■ WHAT TO DO ■
Reproduce verbatim the lines of the data that start at the line containing "<item>pavement</item>, that would be a great help." and end at the line containing "31 8 L 31 9". Include both of those lines.

■ RECORDS FOR THE TASK ■
▬▬▬

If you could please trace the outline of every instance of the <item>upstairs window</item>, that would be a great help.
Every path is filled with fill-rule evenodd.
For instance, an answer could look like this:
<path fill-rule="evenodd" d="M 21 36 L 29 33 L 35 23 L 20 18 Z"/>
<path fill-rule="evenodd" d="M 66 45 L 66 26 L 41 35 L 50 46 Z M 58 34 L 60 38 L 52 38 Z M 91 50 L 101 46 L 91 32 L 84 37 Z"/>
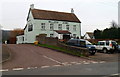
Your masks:
<path fill-rule="evenodd" d="M 76 38 L 76 34 L 73 34 L 73 38 Z"/>
<path fill-rule="evenodd" d="M 30 25 L 28 26 L 28 32 L 29 32 L 29 31 L 32 31 L 32 30 L 33 30 L 33 25 L 30 24 Z"/>
<path fill-rule="evenodd" d="M 66 25 L 66 30 L 69 30 L 69 25 Z"/>
<path fill-rule="evenodd" d="M 76 31 L 76 25 L 73 25 L 73 31 Z"/>
<path fill-rule="evenodd" d="M 58 30 L 62 30 L 62 24 L 58 25 Z"/>
<path fill-rule="evenodd" d="M 45 30 L 45 23 L 41 23 L 41 30 Z"/>
<path fill-rule="evenodd" d="M 54 30 L 54 25 L 50 24 L 50 30 Z"/>

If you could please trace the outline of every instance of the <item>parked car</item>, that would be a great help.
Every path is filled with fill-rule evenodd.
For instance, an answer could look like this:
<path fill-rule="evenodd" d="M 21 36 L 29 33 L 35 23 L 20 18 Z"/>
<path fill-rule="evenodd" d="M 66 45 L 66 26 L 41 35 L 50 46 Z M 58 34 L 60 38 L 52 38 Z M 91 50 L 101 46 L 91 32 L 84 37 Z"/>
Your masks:
<path fill-rule="evenodd" d="M 118 44 L 116 41 L 108 40 L 108 41 L 98 41 L 96 45 L 96 49 L 98 51 L 103 51 L 104 53 L 110 52 L 113 53 L 118 50 Z"/>
<path fill-rule="evenodd" d="M 94 55 L 96 53 L 95 46 L 84 39 L 70 39 L 69 41 L 67 41 L 67 45 L 88 48 L 91 55 Z"/>

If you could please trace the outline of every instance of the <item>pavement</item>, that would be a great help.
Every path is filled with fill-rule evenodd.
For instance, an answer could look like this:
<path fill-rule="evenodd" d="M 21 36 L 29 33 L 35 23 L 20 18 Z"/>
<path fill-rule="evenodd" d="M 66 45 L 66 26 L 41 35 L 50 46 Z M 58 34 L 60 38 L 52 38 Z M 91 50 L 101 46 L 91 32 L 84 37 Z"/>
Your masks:
<path fill-rule="evenodd" d="M 2 70 L 13 70 L 20 68 L 29 69 L 36 67 L 96 62 L 95 60 L 71 56 L 65 53 L 30 44 L 8 44 L 6 46 L 12 50 L 11 59 L 2 64 Z"/>
<path fill-rule="evenodd" d="M 11 59 L 2 64 L 4 75 L 111 75 L 118 74 L 119 54 L 71 56 L 30 44 L 8 44 Z"/>
<path fill-rule="evenodd" d="M 118 75 L 118 62 L 10 70 L 3 75 Z"/>

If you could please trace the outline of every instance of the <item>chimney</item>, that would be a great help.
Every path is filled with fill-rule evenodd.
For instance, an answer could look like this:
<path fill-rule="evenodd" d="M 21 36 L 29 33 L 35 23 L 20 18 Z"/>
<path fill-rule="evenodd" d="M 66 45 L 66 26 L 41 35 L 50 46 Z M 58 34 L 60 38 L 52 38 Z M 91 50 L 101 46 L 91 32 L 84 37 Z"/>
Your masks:
<path fill-rule="evenodd" d="M 74 13 L 74 10 L 73 10 L 73 8 L 71 8 L 71 13 Z"/>
<path fill-rule="evenodd" d="M 31 8 L 31 9 L 34 9 L 34 4 L 31 4 L 31 5 L 30 5 L 30 8 Z"/>

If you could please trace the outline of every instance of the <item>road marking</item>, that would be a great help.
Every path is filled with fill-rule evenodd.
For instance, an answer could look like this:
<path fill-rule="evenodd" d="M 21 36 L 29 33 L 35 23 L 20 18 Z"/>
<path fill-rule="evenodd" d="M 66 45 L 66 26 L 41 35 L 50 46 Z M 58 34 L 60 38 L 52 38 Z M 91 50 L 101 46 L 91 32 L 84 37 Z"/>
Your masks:
<path fill-rule="evenodd" d="M 81 64 L 81 63 L 76 63 L 76 65 L 79 65 L 79 64 Z"/>
<path fill-rule="evenodd" d="M 84 64 L 90 64 L 90 63 L 86 62 L 86 63 L 84 63 Z"/>
<path fill-rule="evenodd" d="M 38 67 L 28 67 L 27 69 L 36 69 L 36 68 L 38 68 Z"/>
<path fill-rule="evenodd" d="M 99 63 L 105 63 L 105 61 L 101 61 L 101 62 L 99 62 Z"/>
<path fill-rule="evenodd" d="M 2 69 L 2 70 L 0 70 L 0 71 L 2 72 L 2 71 L 9 71 L 9 70 L 8 70 L 8 69 Z"/>
<path fill-rule="evenodd" d="M 19 71 L 19 70 L 23 70 L 24 68 L 13 68 L 12 70 L 15 70 L 15 71 Z"/>
<path fill-rule="evenodd" d="M 41 66 L 41 68 L 48 68 L 48 67 L 50 67 L 50 66 Z"/>
<path fill-rule="evenodd" d="M 50 58 L 50 57 L 47 57 L 47 56 L 43 56 L 44 58 L 47 58 L 47 59 L 49 59 L 49 60 L 51 60 L 51 61 L 54 61 L 54 62 L 56 62 L 56 63 L 59 63 L 59 64 L 62 64 L 61 62 L 59 62 L 59 61 L 57 61 L 57 60 L 55 60 L 55 59 L 52 59 L 52 58 Z"/>
<path fill-rule="evenodd" d="M 92 62 L 92 63 L 98 63 L 98 62 Z"/>
<path fill-rule="evenodd" d="M 78 62 L 70 62 L 70 63 L 75 64 L 75 63 L 78 63 Z"/>
<path fill-rule="evenodd" d="M 61 65 L 53 65 L 53 67 L 59 67 L 59 66 L 61 66 Z"/>
<path fill-rule="evenodd" d="M 114 75 L 120 75 L 119 73 L 118 74 L 112 74 L 112 76 L 114 76 Z"/>

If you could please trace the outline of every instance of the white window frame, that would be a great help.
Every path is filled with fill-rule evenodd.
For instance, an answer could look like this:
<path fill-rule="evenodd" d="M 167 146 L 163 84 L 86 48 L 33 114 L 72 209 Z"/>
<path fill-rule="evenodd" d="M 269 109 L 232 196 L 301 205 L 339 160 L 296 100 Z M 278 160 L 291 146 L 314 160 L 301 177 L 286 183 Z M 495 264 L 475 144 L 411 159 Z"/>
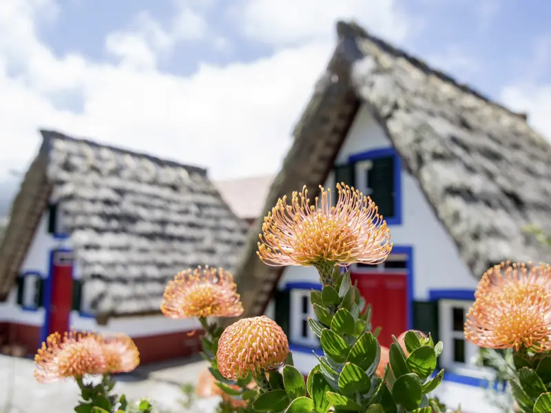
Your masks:
<path fill-rule="evenodd" d="M 453 308 L 461 308 L 463 309 L 464 315 L 466 315 L 472 302 L 461 299 L 441 299 L 438 301 L 439 338 L 444 349 L 439 359 L 441 368 L 448 371 L 465 376 L 490 379 L 492 373 L 495 374 L 492 369 L 476 364 L 479 348 L 467 341 L 463 329 L 461 331 L 453 330 Z M 464 315 L 464 319 L 465 315 Z M 459 363 L 453 359 L 454 339 L 461 339 L 465 341 L 465 363 Z"/>
<path fill-rule="evenodd" d="M 42 277 L 38 273 L 25 274 L 23 278 L 23 297 L 21 306 L 28 310 L 37 310 L 40 297 L 37 294 L 40 292 L 39 283 Z M 37 298 L 35 300 L 34 299 Z M 38 301 L 38 302 L 37 302 Z"/>
<path fill-rule="evenodd" d="M 307 313 L 302 312 L 302 300 L 306 297 L 308 300 L 306 306 Z M 310 348 L 319 348 L 320 339 L 310 329 L 306 328 L 306 337 L 302 335 L 302 320 L 309 317 L 318 319 L 315 317 L 313 308 L 310 304 L 310 290 L 297 288 L 291 290 L 291 299 L 289 305 L 289 318 L 291 327 L 291 342 L 293 344 L 304 346 Z"/>

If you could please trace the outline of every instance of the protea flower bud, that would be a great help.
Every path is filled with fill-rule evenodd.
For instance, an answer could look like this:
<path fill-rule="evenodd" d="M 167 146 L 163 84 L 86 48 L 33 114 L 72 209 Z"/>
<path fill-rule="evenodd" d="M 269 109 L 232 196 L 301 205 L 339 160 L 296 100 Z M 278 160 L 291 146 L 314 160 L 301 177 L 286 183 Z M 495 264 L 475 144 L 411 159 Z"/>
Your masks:
<path fill-rule="evenodd" d="M 227 379 L 256 377 L 283 364 L 289 341 L 275 321 L 264 315 L 239 320 L 222 333 L 216 357 L 218 370 Z"/>

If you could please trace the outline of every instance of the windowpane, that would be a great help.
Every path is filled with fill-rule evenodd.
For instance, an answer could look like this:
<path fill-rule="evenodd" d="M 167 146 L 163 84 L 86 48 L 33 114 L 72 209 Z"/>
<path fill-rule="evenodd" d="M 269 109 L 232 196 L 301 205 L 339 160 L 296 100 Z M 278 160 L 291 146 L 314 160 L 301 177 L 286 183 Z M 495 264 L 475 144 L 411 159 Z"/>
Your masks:
<path fill-rule="evenodd" d="M 310 306 L 310 300 L 307 295 L 302 296 L 302 314 L 308 314 L 308 309 Z"/>
<path fill-rule="evenodd" d="M 465 339 L 453 339 L 453 361 L 457 363 L 465 363 Z"/>
<path fill-rule="evenodd" d="M 454 331 L 463 331 L 465 324 L 465 309 L 463 307 L 454 307 L 452 313 L 452 325 Z"/>
<path fill-rule="evenodd" d="M 301 334 L 303 337 L 308 337 L 308 321 L 306 319 L 302 319 L 302 331 Z"/>

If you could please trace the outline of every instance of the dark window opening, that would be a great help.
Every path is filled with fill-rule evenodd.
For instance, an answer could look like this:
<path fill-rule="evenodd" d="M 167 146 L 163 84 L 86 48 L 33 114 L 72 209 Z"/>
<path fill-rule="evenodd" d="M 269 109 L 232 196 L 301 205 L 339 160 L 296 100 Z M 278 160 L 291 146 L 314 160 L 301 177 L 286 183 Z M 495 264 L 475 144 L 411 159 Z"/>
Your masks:
<path fill-rule="evenodd" d="M 465 310 L 462 307 L 454 307 L 452 317 L 453 330 L 463 331 L 465 324 Z"/>
<path fill-rule="evenodd" d="M 308 297 L 304 295 L 302 297 L 302 314 L 308 314 L 309 308 L 310 307 L 310 300 L 309 299 Z"/>
<path fill-rule="evenodd" d="M 453 361 L 457 363 L 465 363 L 465 340 L 464 339 L 453 339 Z"/>

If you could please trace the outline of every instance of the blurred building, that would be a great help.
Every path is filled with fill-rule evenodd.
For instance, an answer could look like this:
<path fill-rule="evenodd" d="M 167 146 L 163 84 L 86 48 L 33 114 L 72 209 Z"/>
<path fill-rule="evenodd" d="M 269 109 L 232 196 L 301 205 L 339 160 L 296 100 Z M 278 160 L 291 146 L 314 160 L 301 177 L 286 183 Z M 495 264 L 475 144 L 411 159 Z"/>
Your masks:
<path fill-rule="evenodd" d="M 196 320 L 160 313 L 188 267 L 233 270 L 247 224 L 201 168 L 43 131 L 0 243 L 0 337 L 121 332 L 144 363 L 200 348 Z"/>
<path fill-rule="evenodd" d="M 551 147 L 526 116 L 356 24 L 339 23 L 338 42 L 294 131 L 283 169 L 260 210 L 303 185 L 345 182 L 370 195 L 391 229 L 394 248 L 351 276 L 373 306 L 380 341 L 415 328 L 444 343 L 446 370 L 437 394 L 462 411 L 495 412 L 482 386 L 477 348 L 464 337 L 477 281 L 502 260 L 548 260 L 526 233 L 551 228 Z M 254 231 L 260 232 L 260 222 Z M 295 366 L 307 374 L 322 354 L 309 328 L 321 286 L 313 267 L 272 267 L 244 248 L 236 274 L 245 316 L 266 313 L 289 339 Z M 254 274 L 254 277 L 249 277 Z M 240 282 L 247 279 L 247 282 Z"/>

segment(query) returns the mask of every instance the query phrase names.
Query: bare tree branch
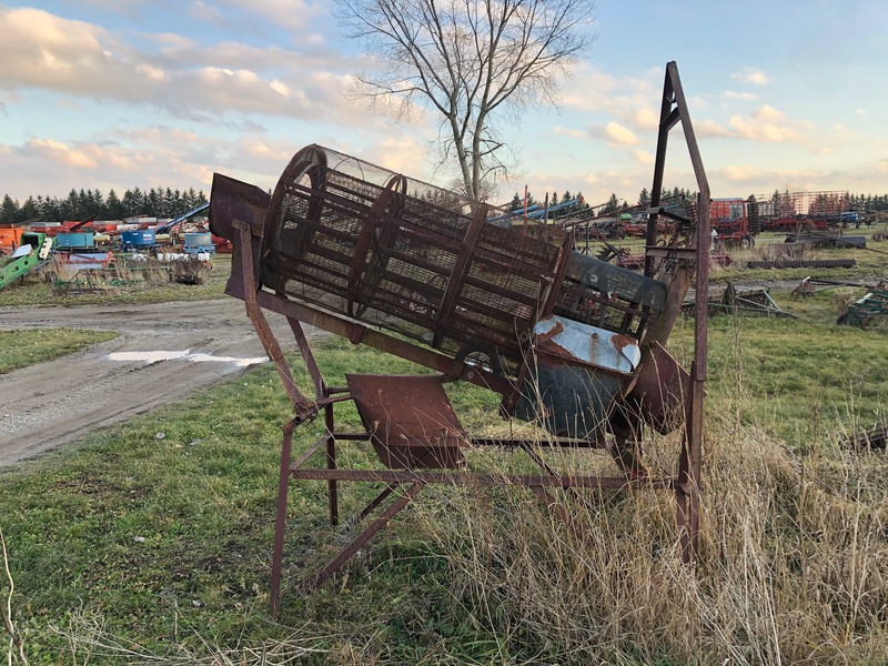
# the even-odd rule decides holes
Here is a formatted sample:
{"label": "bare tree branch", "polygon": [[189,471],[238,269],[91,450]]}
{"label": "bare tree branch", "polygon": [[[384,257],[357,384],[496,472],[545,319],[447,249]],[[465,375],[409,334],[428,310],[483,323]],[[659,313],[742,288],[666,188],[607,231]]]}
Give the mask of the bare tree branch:
{"label": "bare tree branch", "polygon": [[395,118],[440,118],[441,163],[456,159],[478,199],[508,174],[495,137],[503,111],[557,104],[559,75],[588,50],[593,0],[336,0],[345,34],[380,63],[355,77],[354,97]]}

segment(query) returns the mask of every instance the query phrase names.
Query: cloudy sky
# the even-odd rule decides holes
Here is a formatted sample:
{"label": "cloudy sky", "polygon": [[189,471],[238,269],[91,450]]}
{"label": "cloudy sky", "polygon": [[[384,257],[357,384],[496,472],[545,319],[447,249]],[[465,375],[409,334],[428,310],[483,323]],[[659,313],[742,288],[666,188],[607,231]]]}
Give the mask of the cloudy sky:
{"label": "cloudy sky", "polygon": [[[245,9],[246,7],[250,9]],[[366,69],[327,0],[0,0],[0,194],[273,188],[320,143],[438,182],[435,123],[343,97]],[[678,63],[714,196],[888,192],[885,0],[597,0],[559,109],[508,128],[523,190],[650,186],[665,64]],[[696,189],[670,145],[669,186]]]}

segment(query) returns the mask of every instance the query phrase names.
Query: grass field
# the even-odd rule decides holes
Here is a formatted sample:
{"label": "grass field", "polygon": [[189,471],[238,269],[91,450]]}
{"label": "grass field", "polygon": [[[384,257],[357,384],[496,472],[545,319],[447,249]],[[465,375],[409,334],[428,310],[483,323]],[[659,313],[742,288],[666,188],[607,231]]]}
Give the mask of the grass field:
{"label": "grass field", "polygon": [[83,347],[112,340],[117,333],[73,329],[0,330],[0,374],[51,361]]}
{"label": "grass field", "polygon": [[[675,555],[667,493],[566,498],[586,541],[524,488],[428,488],[312,589],[307,578],[352,528],[326,522],[325,485],[301,482],[271,618],[280,428],[292,414],[264,365],[2,471],[0,598],[32,664],[884,663],[888,457],[845,438],[886,421],[888,337],[835,325],[835,293],[775,292],[800,320],[710,320],[694,567]],[[685,362],[692,327],[680,320],[670,340]],[[339,339],[317,355],[330,384],[417,371]],[[297,381],[306,386],[304,372]],[[506,427],[494,395],[448,393],[473,433]],[[321,430],[299,428],[296,450]],[[649,436],[674,450],[674,435]],[[492,473],[522,464],[470,456]],[[379,464],[360,445],[342,463]],[[343,488],[343,514],[377,491]]]}

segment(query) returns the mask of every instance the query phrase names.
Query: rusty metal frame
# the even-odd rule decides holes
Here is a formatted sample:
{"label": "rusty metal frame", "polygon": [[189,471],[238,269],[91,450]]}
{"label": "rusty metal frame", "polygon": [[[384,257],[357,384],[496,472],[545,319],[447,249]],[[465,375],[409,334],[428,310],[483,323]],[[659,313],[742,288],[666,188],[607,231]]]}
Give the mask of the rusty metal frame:
{"label": "rusty metal frame", "polygon": [[[666,164],[666,148],[668,144],[669,131],[676,124],[682,123],[685,134],[690,163],[694,168],[694,175],[697,180],[697,220],[694,238],[690,239],[689,248],[679,246],[656,246],[657,221],[664,214],[660,209],[660,198],[663,192],[663,178]],[[667,297],[667,303],[672,309],[680,309],[684,302],[684,294],[687,292],[693,269],[696,269],[696,300],[694,306],[694,361],[690,366],[690,395],[685,408],[685,428],[682,451],[678,461],[678,476],[675,484],[677,501],[677,523],[679,531],[679,551],[682,562],[690,563],[697,553],[697,541],[699,536],[699,492],[700,475],[703,467],[703,426],[704,426],[704,383],[707,374],[707,317],[708,317],[708,293],[709,293],[709,181],[703,167],[697,139],[690,123],[690,114],[687,109],[687,100],[682,80],[678,77],[676,63],[666,64],[666,79],[663,85],[663,101],[660,104],[659,130],[657,134],[657,152],[654,164],[654,183],[652,185],[650,208],[648,209],[647,222],[647,251],[645,256],[645,274],[652,275],[655,270],[656,259],[673,260],[684,265],[679,265],[676,272]],[[695,246],[696,245],[696,246]],[[679,297],[679,295],[682,297]],[[660,317],[659,329],[656,335],[648,337],[648,343],[665,342],[668,336],[668,329],[672,327],[677,312],[664,313]]]}
{"label": "rusty metal frame", "polygon": [[[697,178],[699,199],[697,203],[697,221],[695,235],[690,242],[674,245],[656,245],[657,221],[667,214],[660,208],[660,192],[669,131],[680,122],[684,129],[690,160]],[[703,450],[703,401],[704,382],[706,380],[706,323],[709,264],[709,186],[703,169],[696,138],[690,124],[687,104],[682,89],[675,62],[667,63],[664,94],[660,110],[659,133],[654,171],[654,186],[650,208],[648,209],[647,252],[645,260],[646,274],[652,275],[656,260],[672,262],[673,281],[667,295],[667,310],[660,314],[655,326],[648,330],[643,345],[654,346],[665,343],[669,331],[679,314],[684,294],[687,292],[696,269],[696,293],[698,294],[695,312],[695,353],[690,371],[690,385],[685,401],[685,425],[679,453],[677,474],[652,477],[644,467],[635,467],[634,460],[626,461],[625,450],[608,447],[604,442],[553,438],[554,446],[603,447],[612,454],[622,475],[584,475],[559,474],[553,470],[542,455],[537,453],[538,443],[522,440],[485,440],[472,438],[474,446],[509,446],[526,451],[539,467],[541,474],[487,475],[464,470],[427,471],[427,470],[343,470],[337,467],[337,442],[369,441],[369,433],[341,432],[334,420],[334,404],[352,400],[346,389],[330,387],[324,382],[321,370],[314,359],[311,345],[302,330],[302,323],[317,326],[325,331],[342,335],[353,344],[369,344],[381,351],[392,353],[405,360],[436,370],[448,379],[462,380],[495,391],[504,396],[504,401],[515,394],[513,383],[478,366],[464,363],[434,350],[420,346],[400,337],[389,335],[374,327],[360,323],[350,316],[330,312],[322,306],[293,301],[286,294],[271,293],[260,289],[259,260],[262,253],[262,230],[266,209],[271,196],[259,188],[240,183],[215,174],[224,182],[220,190],[222,196],[213,196],[211,201],[211,220],[213,231],[234,242],[232,273],[226,293],[243,300],[256,333],[265,347],[269,357],[274,362],[278,373],[286,391],[293,408],[294,417],[283,427],[281,464],[278,482],[278,508],[275,516],[274,548],[272,558],[271,601],[276,612],[281,575],[283,567],[284,533],[286,523],[286,503],[290,480],[317,480],[327,482],[329,517],[332,525],[339,524],[339,482],[373,482],[384,484],[384,488],[355,516],[355,524],[372,518],[370,524],[355,536],[330,563],[314,577],[320,584],[337,571],[362,545],[382,529],[400,511],[407,506],[422,490],[430,484],[447,485],[502,485],[515,484],[529,488],[556,515],[578,533],[583,528],[576,525],[569,512],[561,505],[558,497],[551,491],[561,488],[568,495],[576,496],[577,491],[592,490],[667,490],[676,494],[677,525],[679,529],[679,551],[683,562],[692,562],[697,551],[699,533],[699,488]],[[214,192],[216,181],[214,181]],[[394,189],[394,186],[393,186]],[[229,196],[229,194],[231,194]],[[384,205],[384,202],[380,205]],[[481,220],[481,215],[477,218]],[[481,222],[478,222],[481,224]],[[477,226],[477,225],[476,225]],[[354,276],[351,278],[350,296],[354,295]],[[699,296],[699,294],[703,294]],[[353,299],[351,299],[353,300]],[[446,300],[446,299],[445,299]],[[350,303],[351,305],[351,303]],[[272,311],[284,315],[297,343],[302,361],[314,384],[314,397],[306,397],[296,386],[293,373],[283,355],[281,345],[269,326],[263,311]],[[296,460],[293,460],[293,433],[295,428],[319,416],[323,412],[324,434]],[[322,454],[324,464],[307,466],[309,462]],[[629,456],[632,458],[632,456]],[[405,492],[391,500],[398,488]],[[391,500],[391,501],[390,501]],[[385,505],[386,501],[390,501]],[[383,508],[384,506],[384,508]]]}

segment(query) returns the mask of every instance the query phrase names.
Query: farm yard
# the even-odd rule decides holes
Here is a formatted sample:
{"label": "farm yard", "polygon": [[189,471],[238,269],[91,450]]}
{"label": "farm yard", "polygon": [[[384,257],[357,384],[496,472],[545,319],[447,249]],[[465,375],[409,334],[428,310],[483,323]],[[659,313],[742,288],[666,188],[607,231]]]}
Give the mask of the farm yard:
{"label": "farm yard", "polygon": [[[292,407],[272,364],[235,364],[228,381],[216,375],[200,390],[185,377],[201,364],[132,361],[127,377],[158,373],[150,398],[135,379],[130,385],[114,371],[118,379],[103,384],[94,370],[121,337],[143,351],[169,350],[176,340],[191,347],[185,337],[168,337],[185,330],[204,344],[218,337],[201,351],[261,356],[242,306],[222,293],[230,260],[216,258],[202,285],[59,295],[33,276],[17,283],[0,292],[3,327],[18,336],[4,339],[3,355],[26,345],[39,364],[8,365],[17,370],[2,379],[3,412],[23,400],[19,382],[43,373],[26,412],[54,411],[77,435],[2,472],[14,592],[4,589],[23,654],[30,663],[97,664],[878,662],[888,649],[887,329],[879,313],[864,326],[836,322],[888,274],[884,232],[879,224],[855,230],[866,248],[805,250],[811,261],[851,259],[852,268],[746,268],[773,256],[785,236],[777,232],[731,249],[728,265],[713,265],[719,306],[709,317],[694,566],[676,556],[668,493],[583,494],[569,503],[573,519],[586,525],[583,539],[526,488],[430,486],[314,588],[311,576],[354,527],[329,525],[325,484],[299,482],[290,484],[275,617],[269,582],[280,428]],[[635,239],[620,244],[644,248]],[[726,302],[728,284],[740,295],[767,290],[777,309]],[[56,354],[109,335],[79,333],[41,351],[37,332],[63,321],[119,335],[73,355]],[[693,322],[679,317],[669,341],[685,365]],[[281,324],[274,329],[286,340]],[[344,384],[345,373],[427,372],[337,336],[313,344],[330,385]],[[90,349],[98,350],[88,372],[94,386],[67,395],[67,377]],[[295,344],[285,351],[297,384],[310,391]],[[495,394],[465,383],[446,387],[473,435],[523,427],[500,418]],[[74,427],[101,404],[125,417]],[[342,407],[341,425],[360,430],[355,408]],[[31,427],[40,440],[40,422]],[[296,453],[322,432],[320,420],[297,430]],[[674,434],[647,436],[675,451]],[[342,455],[357,468],[379,464],[357,444]],[[467,455],[473,467],[504,480],[526,464],[517,454]],[[552,464],[578,470],[594,455],[566,451]],[[342,485],[344,515],[375,493]]]}

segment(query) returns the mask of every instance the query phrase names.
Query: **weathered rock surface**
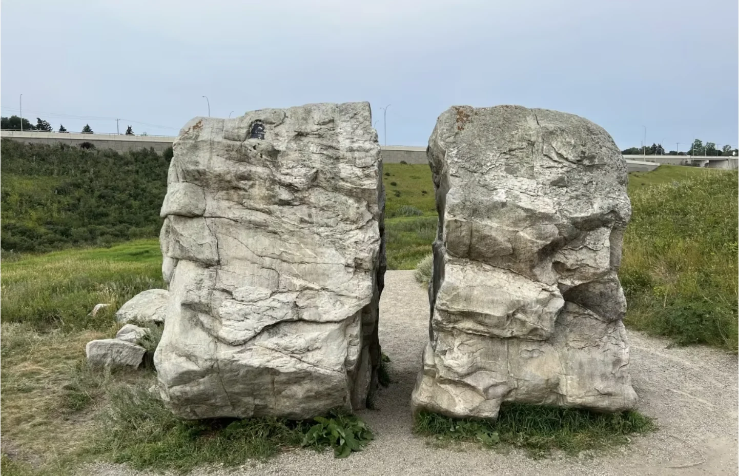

▬▬▬

■ EXERCISE RESULT ■
If you could please trace the outline of every instance of the <item>pavement</item>, that would be a great help.
Every path is filled with fill-rule evenodd.
For instance, an answer could look like this:
<path fill-rule="evenodd" d="M 21 36 L 29 33 L 35 23 L 20 18 Z"/>
<path fill-rule="evenodd" d="M 66 45 L 66 26 L 41 35 L 50 46 Z M 58 34 L 60 38 L 52 38 Z M 91 50 L 101 46 L 91 32 L 84 37 Z"/>
Your masks:
<path fill-rule="evenodd" d="M 2 70 L 13 70 L 20 68 L 29 69 L 36 67 L 96 62 L 95 60 L 71 56 L 65 53 L 30 44 L 8 44 L 6 46 L 12 50 L 11 59 L 2 64 Z"/>
<path fill-rule="evenodd" d="M 11 59 L 2 64 L 4 75 L 111 75 L 118 74 L 119 54 L 71 56 L 30 44 L 8 44 Z"/>
<path fill-rule="evenodd" d="M 118 75 L 118 62 L 10 70 L 3 75 Z"/>

If you could please trace the outline of every instance of the <item>chimney</item>, that would be a great help.
Every path is filled with fill-rule evenodd.
For instance, an answer could look like this:
<path fill-rule="evenodd" d="M 21 36 L 29 33 L 35 23 L 20 18 Z"/>
<path fill-rule="evenodd" d="M 66 45 L 66 26 L 41 35 L 50 46 Z M 58 34 L 60 38 L 52 38 Z M 91 50 L 101 46 L 91 32 L 84 37 Z"/>
Your masks:
<path fill-rule="evenodd" d="M 74 13 L 74 10 L 73 10 L 73 8 L 71 8 L 71 13 Z"/>
<path fill-rule="evenodd" d="M 31 8 L 31 9 L 34 9 L 34 4 L 31 4 L 31 5 L 30 5 L 30 8 Z"/>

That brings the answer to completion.